Designer Diary: The Forgotten Planet

Designer Diary: The Forgotten Planet
Board Game: The Forgotten Planet
The Forgotten Planet – a Spiel 2011 release from my own Giochix – is not an easy game for me to define.

In general, The Forgotten Planet is a tile-laying management game in which tiles represent safe areas on a planetary surface on which robots walk and take other actions. These tiles also accumulate energy from the sun, then conduct it to robots, giving them (and the player) more actions if they absorb enough energy – so naturally building and maintaining ownership of these tiles is fundamental in the game strategy. Players and robots use this energy to build new bases, discover mines, build walls to keep out other robots, push those same walls out of the way, produce more robots and much more.

If your robot falls out of contact with tiles you control, however, then it loses power and falls inactive for the round. Control of tiles is determined by the distance from a particular tile to each player's closest base; whoever is closest to the tile (with walls serving as barriers that players must "walk" around while counting distance) controls it, and the more tiles you control, the more energy you have available to you.

Thus, players need to maintain an energy connection for their robots while trying to extend their area of control on the planet's surface with their bases. They also need to control mines, of course, as that's how a player produces new resources, which are subsequently converted into new bases, sold for victory points (VPs) or converted into new robots.

■ Provided material ■
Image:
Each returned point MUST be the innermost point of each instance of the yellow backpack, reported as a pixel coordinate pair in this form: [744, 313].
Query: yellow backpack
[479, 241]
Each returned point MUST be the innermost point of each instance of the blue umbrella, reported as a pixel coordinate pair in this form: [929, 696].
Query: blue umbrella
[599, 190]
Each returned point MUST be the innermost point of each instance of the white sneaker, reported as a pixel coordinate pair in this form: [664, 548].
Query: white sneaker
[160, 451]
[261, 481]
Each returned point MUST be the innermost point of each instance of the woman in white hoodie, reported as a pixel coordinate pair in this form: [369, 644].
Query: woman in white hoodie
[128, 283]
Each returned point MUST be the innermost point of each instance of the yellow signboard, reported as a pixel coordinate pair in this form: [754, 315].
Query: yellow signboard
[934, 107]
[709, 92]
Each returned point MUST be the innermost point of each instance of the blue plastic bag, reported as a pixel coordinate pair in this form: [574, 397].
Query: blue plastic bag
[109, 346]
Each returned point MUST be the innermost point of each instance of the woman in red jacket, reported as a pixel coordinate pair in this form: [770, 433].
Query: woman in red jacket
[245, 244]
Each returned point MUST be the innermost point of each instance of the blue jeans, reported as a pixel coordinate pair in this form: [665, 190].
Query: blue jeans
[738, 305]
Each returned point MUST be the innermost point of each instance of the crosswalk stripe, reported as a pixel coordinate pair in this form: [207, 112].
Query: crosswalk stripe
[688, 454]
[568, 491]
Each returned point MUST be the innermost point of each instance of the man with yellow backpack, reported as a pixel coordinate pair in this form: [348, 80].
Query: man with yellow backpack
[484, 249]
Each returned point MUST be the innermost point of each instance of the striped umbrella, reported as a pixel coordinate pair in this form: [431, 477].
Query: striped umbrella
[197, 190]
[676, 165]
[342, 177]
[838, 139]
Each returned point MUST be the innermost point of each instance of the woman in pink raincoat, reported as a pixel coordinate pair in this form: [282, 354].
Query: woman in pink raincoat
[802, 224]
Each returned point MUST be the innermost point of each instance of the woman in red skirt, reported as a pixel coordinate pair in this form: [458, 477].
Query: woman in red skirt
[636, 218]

■ Written exercise 1 ■
Answer these about The Forgotten Planet diary:
(a) At which year's Spiel was the game released?
(b) What happens to a robot that falls out of contact with tiles its player controls?
(c) What three things can resources produced from mines be used for?
■ Written exercise 2 ■
Write the next part of The Forgotten Planet diary, starting after its last sentence.
The entries have nothing to do with The Forgotten Planet diary.

■ Final answer 1 ■
(a) 2011.
(b) It loses power and falls inactive for the round.
(c) They can be converted into new bases, sold for victory points, or converted into new robots.

■ Final answer 2 ■
The game ends when the playing area is filled with tiles or no land tiles remain in the supply. (Players can "consume metal" as one of their actions to speed along the endgame and crimp someone else's efforts to keep building.) Players then score points for the land and mines they control, with bonuses going to the player(s) with the most robots in play, the most common mines and the most bases. The player with the high score wins.

•••

From gallery of micheleq
The original game idea came from the movie Forbidden Planet, a science-fiction movie from 1956 with Leslie Nielsen. I'm a fan of old movies, especially horror and sci-fi, and I have the poster of that movie in my dining room! Staring at "Robby the Robot" every day, I became intrigued by the idea of using robots in a management game.

What's more, I was looking to create something with tiles, not a classic game board, as tiles let you change the game board for many scenarios – and when you explore a new scenario, the game itself changes. That aspect is fundamental in The Forgotten Planet.

(So in my design history, I started with cards, then went to boards, and now tiles. Maybe next I will make something with dice? :-)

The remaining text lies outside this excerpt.